● YOUR OBJECTIVE
Report each line of the data below in which "front" appears.

● DATASET RECORDS

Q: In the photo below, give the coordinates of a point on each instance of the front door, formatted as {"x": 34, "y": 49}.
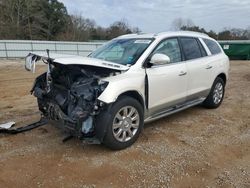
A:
{"x": 167, "y": 83}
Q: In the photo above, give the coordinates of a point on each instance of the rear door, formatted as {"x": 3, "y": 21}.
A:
{"x": 199, "y": 68}
{"x": 167, "y": 83}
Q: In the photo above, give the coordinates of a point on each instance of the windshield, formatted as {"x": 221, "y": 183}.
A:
{"x": 122, "y": 51}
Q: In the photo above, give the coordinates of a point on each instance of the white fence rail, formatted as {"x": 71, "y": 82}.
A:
{"x": 20, "y": 48}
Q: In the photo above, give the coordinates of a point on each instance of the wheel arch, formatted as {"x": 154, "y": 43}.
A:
{"x": 134, "y": 94}
{"x": 223, "y": 77}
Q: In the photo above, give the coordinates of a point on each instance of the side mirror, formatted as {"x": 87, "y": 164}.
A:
{"x": 159, "y": 59}
{"x": 30, "y": 63}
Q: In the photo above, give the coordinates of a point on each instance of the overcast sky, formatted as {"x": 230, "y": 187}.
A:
{"x": 157, "y": 15}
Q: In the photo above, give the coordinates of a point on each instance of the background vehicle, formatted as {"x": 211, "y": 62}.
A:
{"x": 130, "y": 80}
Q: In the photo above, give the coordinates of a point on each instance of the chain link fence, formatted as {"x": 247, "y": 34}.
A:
{"x": 20, "y": 48}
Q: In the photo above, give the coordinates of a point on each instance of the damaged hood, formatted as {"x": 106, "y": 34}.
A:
{"x": 80, "y": 60}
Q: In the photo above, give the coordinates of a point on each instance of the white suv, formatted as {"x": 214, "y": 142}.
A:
{"x": 109, "y": 95}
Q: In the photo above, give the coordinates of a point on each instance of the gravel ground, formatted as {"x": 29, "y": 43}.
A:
{"x": 193, "y": 148}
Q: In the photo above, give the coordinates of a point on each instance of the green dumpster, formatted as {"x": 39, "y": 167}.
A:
{"x": 236, "y": 50}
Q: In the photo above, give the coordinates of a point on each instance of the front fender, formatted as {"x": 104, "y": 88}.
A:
{"x": 121, "y": 84}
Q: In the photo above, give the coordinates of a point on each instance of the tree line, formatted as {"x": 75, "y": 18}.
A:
{"x": 49, "y": 20}
{"x": 226, "y": 34}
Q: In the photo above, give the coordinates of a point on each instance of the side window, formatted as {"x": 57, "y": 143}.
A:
{"x": 191, "y": 48}
{"x": 212, "y": 46}
{"x": 203, "y": 51}
{"x": 170, "y": 47}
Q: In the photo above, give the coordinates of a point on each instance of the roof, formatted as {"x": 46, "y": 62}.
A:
{"x": 165, "y": 34}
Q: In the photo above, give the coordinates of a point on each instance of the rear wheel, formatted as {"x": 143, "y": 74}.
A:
{"x": 125, "y": 123}
{"x": 216, "y": 95}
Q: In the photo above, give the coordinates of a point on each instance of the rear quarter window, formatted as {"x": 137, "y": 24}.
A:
{"x": 191, "y": 48}
{"x": 212, "y": 46}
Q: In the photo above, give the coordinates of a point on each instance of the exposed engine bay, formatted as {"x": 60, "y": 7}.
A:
{"x": 68, "y": 93}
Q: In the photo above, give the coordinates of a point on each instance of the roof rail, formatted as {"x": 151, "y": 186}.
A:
{"x": 188, "y": 32}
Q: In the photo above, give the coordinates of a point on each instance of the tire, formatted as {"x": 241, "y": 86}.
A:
{"x": 216, "y": 95}
{"x": 119, "y": 122}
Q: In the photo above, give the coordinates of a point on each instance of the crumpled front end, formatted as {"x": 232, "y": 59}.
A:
{"x": 69, "y": 94}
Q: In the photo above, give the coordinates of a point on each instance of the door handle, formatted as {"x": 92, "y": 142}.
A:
{"x": 209, "y": 67}
{"x": 182, "y": 73}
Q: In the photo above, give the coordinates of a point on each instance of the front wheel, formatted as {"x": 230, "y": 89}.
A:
{"x": 125, "y": 123}
{"x": 216, "y": 95}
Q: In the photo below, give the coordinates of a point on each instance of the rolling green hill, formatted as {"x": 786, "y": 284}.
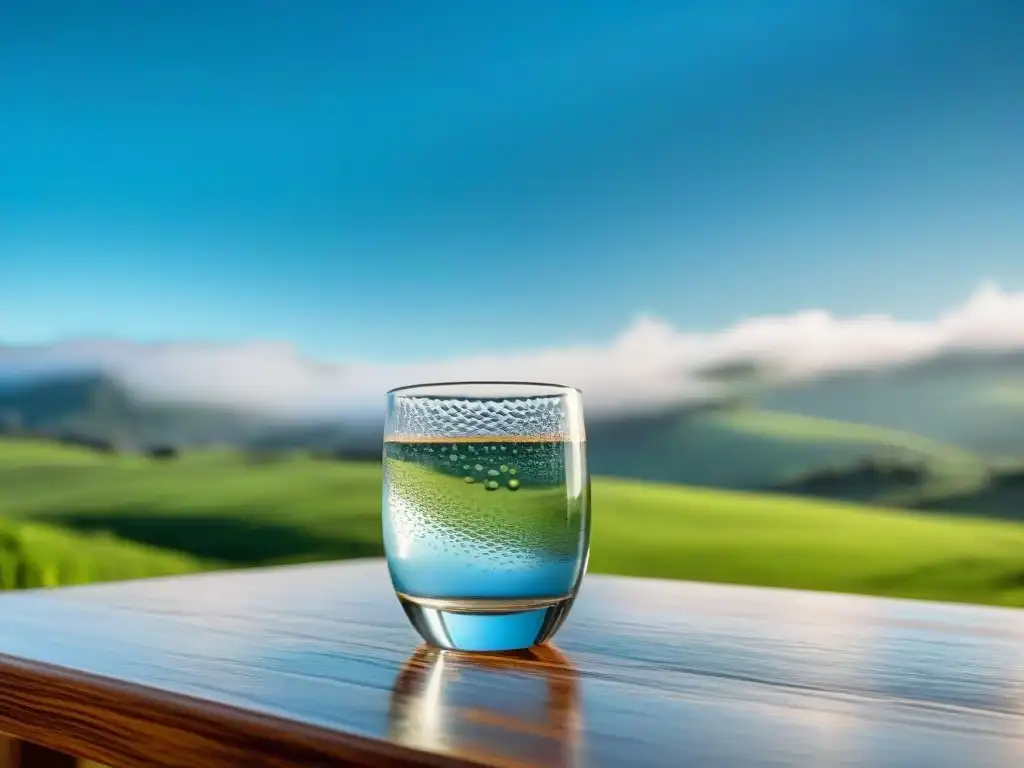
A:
{"x": 220, "y": 508}
{"x": 33, "y": 555}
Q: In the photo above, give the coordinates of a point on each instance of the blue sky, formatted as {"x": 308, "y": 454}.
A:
{"x": 403, "y": 180}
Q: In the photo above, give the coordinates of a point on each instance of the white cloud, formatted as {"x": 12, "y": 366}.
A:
{"x": 649, "y": 363}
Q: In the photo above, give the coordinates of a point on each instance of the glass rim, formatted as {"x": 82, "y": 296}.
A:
{"x": 409, "y": 390}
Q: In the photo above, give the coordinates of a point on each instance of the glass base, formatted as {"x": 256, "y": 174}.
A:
{"x": 485, "y": 625}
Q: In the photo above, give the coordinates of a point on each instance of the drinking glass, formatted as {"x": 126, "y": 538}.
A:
{"x": 486, "y": 510}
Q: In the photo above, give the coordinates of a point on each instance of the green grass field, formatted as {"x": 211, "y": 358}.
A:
{"x": 83, "y": 517}
{"x": 953, "y": 470}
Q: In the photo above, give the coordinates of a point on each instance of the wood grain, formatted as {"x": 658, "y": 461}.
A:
{"x": 315, "y": 666}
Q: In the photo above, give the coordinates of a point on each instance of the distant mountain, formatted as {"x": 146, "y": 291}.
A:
{"x": 85, "y": 406}
{"x": 953, "y": 414}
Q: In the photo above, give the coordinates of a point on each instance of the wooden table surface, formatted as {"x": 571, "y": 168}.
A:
{"x": 317, "y": 666}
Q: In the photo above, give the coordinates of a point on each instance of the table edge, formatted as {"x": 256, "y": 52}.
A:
{"x": 158, "y": 727}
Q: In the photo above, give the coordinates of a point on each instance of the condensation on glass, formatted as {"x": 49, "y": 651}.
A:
{"x": 486, "y": 510}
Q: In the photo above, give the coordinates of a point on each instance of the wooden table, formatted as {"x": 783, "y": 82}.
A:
{"x": 316, "y": 666}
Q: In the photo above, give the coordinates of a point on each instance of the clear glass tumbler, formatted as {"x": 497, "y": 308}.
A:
{"x": 486, "y": 510}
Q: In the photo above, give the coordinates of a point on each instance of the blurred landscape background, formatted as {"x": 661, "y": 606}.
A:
{"x": 779, "y": 247}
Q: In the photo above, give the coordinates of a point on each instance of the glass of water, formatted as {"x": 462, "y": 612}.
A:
{"x": 486, "y": 510}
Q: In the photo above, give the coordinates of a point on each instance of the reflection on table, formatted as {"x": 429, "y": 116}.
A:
{"x": 511, "y": 709}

● TASK RESPONSE
Q: In the photo below, give the coordinates of a point on each instance of the front door, formatted as {"x": 34, "y": 49}.
Q: In the photo above, give the coordinates of a point on each instance of the front fender, formatted as {"x": 104, "y": 88}.
Q: In the photo above, give the coordinates of a point on each instance of the crumpled front end, formatted as {"x": 232, "y": 59}.
Q: In the photo above, give the coordinates of a point on each instance of the front wheel, formatted as {"x": 230, "y": 89}.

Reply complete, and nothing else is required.